◆ Provided text
········

Concerning the first element of our Smith analysis, Said argues that the district court failed to account for two significant factors in arriving at the sentence: his intellectual disability and abusive childhood. The only indication that the district court failed to consider these factors, though, is the district court's failure to mention these considerations explicitly in pronouncing the sentence.
"[A] checklist recitation of the [S]ection 3553(a) factors is neither necessary nor sufficient for a sentence to be reasonable." Id. at 707. We also have held a district court's factual findings need not be explicitly stated, and it may "implicitly adopt[] the findings in the PSR" — particularly when it makes rulings regarding objections to the same. See United States v. Anderson, 174 F.3d 515, 526 n.3 (5th Cir. 1999). Such was the case here. Said presented considerable information to the district court at the sentencing hearing regarding his disability and troubled upbringing. A doctor testified that Said has an IQ of 62, which was corroborated by earlier records and even Government testimony. The PSR indicated that Said was enrolled in special education courses in high school because he could not read well, and that he dropped out of school in the ninth grade. The PSR established that Said was abandoned by his mother, that Yaser had been "sexually abusing [his daughters] for years" and that he had struck Said and his sisters. Portions of the PSR established Said's diminished capacity to some degree.

········

◆ Data shown

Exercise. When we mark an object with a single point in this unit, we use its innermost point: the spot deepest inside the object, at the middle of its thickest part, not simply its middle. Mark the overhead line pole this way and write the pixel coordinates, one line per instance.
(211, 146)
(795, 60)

········

◆ Directions
- A) In the court's opinion on Said's sentence, what IQ did the doctor testify Said has?
- B) Go on writing the court's opinion on Said's sentence, starting right after its last sentence.

◆ Answers per task
- A) 62

- B)
Said next claims the district court gave too much weight to irrelevant factors. In particular, Said argues the district court gave too much weight to Said's attempt to blame the murder of his sisters on "Mexicans" and the enormous resources expended by the Government to apprehend Yaser. Said's principal complaint is that the resources expended by the Government should not have been considered because they were already included in the three-level enhancement and because Said harbored Yaser for only three of the twelve years Yaser was a fugitive.
A sentencing court may "give[] extra weight to circumstances already incorporated in the guidelines." United States v. Key, 599 F.3d 469, 475 (5th Cir. 2010). Further, the district court also considered in its sentence what appeared to be child pornography found on Said's cell phone at the time of his arrest and the threats he made against the agents who apprehended his uncle.
Finally, Said argues the district court made a clear error of judgment in balancing the sentencing factors in this case. As detailed above, the district court considered several factors, articulated permissible reasons for a variance, and pronounced the sentence. Although the degree of the variance is considerable and this court may have weighed the Section 3553(a) favors differently, we are not permitted to reweigh the factors. See Brantley, 537 F.3d at 349.
AFFIRMED.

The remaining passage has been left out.